▶ The exercise: Copy the items below word for word, beginning with the line that contains "In this exercise you will mark every instance of the plain" and continuing through the line that contains "<point>262,381</point>", with both of those lines included.

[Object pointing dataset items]
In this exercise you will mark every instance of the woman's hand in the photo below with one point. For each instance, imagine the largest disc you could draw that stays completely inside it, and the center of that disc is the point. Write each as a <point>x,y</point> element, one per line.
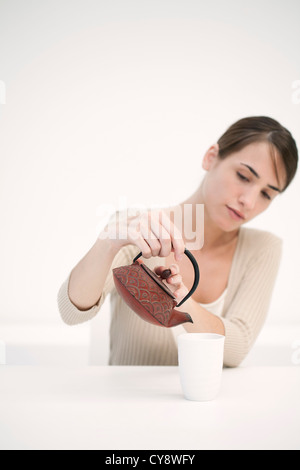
<point>173,281</point>
<point>152,231</point>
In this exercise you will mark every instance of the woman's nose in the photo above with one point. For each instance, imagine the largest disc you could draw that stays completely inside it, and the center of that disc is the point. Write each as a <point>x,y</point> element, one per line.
<point>248,199</point>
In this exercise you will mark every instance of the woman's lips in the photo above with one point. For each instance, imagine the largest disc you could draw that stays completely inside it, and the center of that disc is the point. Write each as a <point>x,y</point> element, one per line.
<point>236,215</point>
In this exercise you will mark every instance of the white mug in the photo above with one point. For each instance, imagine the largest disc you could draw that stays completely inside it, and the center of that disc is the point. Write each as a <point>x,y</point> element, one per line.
<point>200,358</point>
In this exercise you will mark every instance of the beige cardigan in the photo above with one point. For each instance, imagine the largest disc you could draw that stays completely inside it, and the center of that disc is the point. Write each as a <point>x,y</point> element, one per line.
<point>136,342</point>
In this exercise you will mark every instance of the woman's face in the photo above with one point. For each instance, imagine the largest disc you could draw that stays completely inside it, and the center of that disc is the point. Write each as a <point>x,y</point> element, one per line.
<point>241,186</point>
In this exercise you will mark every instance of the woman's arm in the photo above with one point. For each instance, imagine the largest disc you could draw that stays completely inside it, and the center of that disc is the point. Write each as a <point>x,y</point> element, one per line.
<point>88,277</point>
<point>246,315</point>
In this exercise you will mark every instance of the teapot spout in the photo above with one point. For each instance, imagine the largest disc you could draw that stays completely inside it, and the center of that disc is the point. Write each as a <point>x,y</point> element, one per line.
<point>178,318</point>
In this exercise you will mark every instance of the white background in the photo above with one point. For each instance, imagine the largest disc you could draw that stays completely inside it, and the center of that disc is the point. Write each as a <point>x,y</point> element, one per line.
<point>111,102</point>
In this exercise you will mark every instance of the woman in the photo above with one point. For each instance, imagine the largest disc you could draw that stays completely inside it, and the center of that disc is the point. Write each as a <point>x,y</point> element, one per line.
<point>251,164</point>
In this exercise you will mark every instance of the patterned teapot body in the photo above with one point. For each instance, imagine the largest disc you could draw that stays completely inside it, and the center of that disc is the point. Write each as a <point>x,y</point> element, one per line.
<point>146,294</point>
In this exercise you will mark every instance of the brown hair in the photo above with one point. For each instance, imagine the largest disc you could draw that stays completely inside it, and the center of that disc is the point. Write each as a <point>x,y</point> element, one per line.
<point>262,129</point>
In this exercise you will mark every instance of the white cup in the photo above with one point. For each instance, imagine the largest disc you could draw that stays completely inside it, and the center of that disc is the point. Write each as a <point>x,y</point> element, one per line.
<point>200,357</point>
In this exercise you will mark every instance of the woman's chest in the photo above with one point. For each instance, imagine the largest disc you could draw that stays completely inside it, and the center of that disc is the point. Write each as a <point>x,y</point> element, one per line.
<point>214,275</point>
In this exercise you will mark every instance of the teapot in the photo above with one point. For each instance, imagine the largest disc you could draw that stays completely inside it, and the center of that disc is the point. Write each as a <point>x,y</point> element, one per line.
<point>146,294</point>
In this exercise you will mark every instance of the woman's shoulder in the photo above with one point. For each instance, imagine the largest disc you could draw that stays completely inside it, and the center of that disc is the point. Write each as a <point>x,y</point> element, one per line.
<point>259,238</point>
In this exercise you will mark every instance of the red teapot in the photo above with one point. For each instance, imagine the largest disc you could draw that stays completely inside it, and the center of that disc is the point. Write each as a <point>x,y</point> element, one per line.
<point>146,294</point>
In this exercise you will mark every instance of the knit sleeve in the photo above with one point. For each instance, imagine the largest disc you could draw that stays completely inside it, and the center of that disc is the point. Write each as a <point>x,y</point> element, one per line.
<point>248,310</point>
<point>69,313</point>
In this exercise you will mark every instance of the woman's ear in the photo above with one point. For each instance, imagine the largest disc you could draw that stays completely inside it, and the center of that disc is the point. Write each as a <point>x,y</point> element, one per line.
<point>210,158</point>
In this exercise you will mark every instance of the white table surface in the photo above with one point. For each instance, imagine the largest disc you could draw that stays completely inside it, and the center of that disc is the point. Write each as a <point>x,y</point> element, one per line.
<point>129,408</point>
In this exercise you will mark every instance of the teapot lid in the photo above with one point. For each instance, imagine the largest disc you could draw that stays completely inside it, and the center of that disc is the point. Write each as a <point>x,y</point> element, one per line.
<point>157,280</point>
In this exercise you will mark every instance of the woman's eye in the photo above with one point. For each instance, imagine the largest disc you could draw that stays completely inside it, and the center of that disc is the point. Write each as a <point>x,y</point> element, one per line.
<point>242,177</point>
<point>266,195</point>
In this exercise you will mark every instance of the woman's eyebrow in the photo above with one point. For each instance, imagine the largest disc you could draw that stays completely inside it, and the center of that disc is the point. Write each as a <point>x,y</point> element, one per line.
<point>257,176</point>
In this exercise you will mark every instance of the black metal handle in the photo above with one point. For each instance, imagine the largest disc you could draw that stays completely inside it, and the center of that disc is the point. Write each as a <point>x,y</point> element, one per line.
<point>196,271</point>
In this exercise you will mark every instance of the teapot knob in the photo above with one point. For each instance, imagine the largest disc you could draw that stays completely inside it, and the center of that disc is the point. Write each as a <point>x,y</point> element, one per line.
<point>167,273</point>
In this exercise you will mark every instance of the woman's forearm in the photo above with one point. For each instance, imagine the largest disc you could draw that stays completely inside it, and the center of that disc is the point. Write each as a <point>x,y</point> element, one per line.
<point>203,320</point>
<point>88,277</point>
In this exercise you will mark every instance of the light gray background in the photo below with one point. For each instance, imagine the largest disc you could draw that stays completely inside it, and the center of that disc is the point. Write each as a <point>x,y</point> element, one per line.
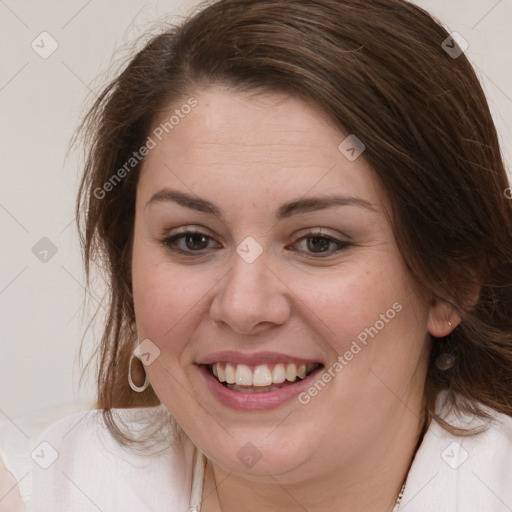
<point>41,101</point>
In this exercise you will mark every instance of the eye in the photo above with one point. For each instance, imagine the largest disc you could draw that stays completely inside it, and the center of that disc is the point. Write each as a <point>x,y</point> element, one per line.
<point>188,242</point>
<point>320,244</point>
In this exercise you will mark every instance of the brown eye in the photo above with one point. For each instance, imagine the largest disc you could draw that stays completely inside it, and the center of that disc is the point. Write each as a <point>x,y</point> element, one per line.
<point>188,242</point>
<point>319,243</point>
<point>196,241</point>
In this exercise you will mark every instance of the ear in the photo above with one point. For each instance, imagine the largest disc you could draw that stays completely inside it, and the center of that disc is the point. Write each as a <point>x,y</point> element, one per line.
<point>440,316</point>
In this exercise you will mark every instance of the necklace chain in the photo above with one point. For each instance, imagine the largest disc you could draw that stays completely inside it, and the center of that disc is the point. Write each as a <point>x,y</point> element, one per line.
<point>203,462</point>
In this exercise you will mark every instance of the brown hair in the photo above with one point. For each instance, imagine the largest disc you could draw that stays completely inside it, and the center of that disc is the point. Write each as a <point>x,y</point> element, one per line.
<point>379,70</point>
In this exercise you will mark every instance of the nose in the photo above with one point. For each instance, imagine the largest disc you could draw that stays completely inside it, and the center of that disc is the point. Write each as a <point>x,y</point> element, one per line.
<point>251,298</point>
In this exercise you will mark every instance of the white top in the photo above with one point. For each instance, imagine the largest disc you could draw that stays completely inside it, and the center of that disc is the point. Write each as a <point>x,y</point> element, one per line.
<point>94,473</point>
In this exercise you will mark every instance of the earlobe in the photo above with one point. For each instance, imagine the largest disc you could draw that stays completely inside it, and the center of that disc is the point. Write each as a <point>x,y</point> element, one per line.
<point>442,318</point>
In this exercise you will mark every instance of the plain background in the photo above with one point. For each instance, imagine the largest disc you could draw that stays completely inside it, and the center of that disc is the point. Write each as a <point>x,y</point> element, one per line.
<point>41,102</point>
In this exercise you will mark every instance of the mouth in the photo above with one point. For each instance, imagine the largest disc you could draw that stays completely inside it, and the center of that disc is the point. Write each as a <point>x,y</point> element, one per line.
<point>261,378</point>
<point>262,381</point>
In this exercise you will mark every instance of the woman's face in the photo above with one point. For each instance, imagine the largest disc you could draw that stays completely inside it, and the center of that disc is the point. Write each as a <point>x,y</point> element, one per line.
<point>291,267</point>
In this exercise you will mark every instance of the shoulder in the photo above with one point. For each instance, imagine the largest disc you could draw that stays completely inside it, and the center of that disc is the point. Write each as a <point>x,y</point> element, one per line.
<point>80,466</point>
<point>463,473</point>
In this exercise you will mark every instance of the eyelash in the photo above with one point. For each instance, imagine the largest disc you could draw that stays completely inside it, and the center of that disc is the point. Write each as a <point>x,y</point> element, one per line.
<point>170,240</point>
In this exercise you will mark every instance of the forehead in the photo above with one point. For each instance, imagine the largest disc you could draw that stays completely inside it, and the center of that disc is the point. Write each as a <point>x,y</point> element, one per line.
<point>261,145</point>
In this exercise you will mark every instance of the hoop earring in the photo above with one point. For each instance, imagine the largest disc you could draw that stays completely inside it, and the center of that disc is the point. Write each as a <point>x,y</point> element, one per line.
<point>133,386</point>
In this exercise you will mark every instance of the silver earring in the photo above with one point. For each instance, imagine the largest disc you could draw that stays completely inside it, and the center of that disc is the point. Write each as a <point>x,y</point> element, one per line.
<point>445,361</point>
<point>133,386</point>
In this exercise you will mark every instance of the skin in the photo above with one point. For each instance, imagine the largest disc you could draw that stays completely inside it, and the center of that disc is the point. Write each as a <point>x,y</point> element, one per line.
<point>351,446</point>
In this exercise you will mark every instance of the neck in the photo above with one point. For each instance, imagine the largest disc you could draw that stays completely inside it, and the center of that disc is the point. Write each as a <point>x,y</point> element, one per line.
<point>370,484</point>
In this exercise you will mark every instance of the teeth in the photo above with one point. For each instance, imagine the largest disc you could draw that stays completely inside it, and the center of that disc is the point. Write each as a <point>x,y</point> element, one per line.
<point>291,372</point>
<point>243,375</point>
<point>220,373</point>
<point>278,374</point>
<point>260,376</point>
<point>229,373</point>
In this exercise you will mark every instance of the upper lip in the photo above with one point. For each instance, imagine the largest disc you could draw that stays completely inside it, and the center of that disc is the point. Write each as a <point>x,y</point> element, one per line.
<point>232,356</point>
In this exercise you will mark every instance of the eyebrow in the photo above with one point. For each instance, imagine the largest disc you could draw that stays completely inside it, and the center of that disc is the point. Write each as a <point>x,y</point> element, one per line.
<point>286,210</point>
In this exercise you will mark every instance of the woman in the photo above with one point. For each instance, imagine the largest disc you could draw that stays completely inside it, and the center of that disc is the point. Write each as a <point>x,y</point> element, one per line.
<point>300,209</point>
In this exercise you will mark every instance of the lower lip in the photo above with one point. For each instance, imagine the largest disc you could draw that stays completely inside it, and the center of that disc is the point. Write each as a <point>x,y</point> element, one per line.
<point>255,401</point>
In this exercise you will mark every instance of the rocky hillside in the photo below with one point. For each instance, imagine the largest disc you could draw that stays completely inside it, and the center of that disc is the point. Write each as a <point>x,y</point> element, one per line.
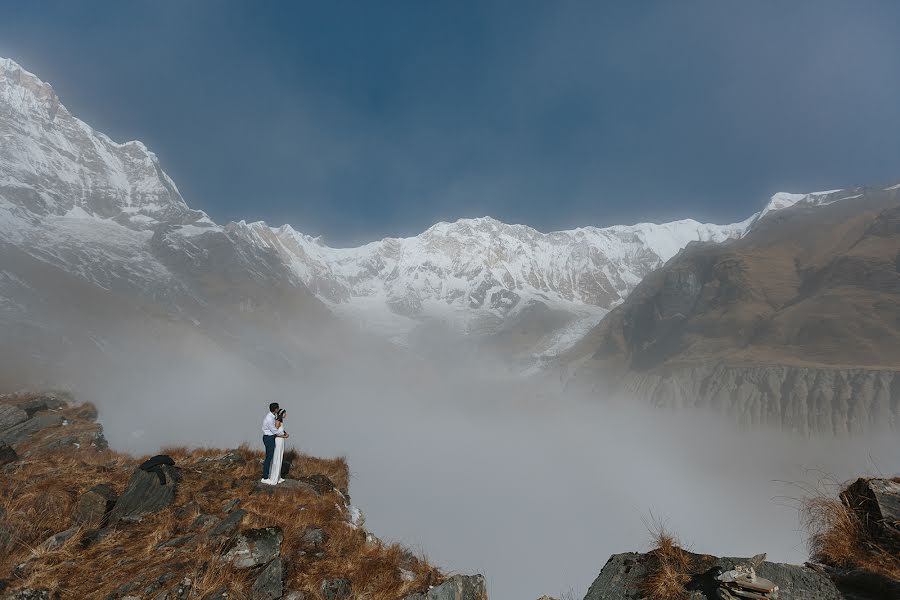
<point>78,520</point>
<point>855,548</point>
<point>794,325</point>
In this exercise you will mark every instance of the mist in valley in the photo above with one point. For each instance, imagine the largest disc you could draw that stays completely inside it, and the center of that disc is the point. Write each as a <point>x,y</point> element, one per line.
<point>481,471</point>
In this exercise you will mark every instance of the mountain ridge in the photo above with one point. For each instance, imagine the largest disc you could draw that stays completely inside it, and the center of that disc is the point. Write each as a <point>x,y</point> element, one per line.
<point>107,212</point>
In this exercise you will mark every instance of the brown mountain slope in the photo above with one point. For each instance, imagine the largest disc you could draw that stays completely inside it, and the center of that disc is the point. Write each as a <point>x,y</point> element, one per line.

▶ Answer for the task:
In this exercise you will mark every instance of the plain background in the photo above with one point. For each instance, imagine the largest disc you could draw that stays completely inside it, and the center of that disc is the point. Write each as a <point>x,y</point> element, one per line.
<point>41,102</point>
In this exercise you will mark every instance of the mouth in the photo above with one point. For each instance, imagine the largest disc you could draw that stays completely inside it, and the center of that disc is the point. Write each as a <point>x,y</point> element, one per line.
<point>261,378</point>
<point>262,381</point>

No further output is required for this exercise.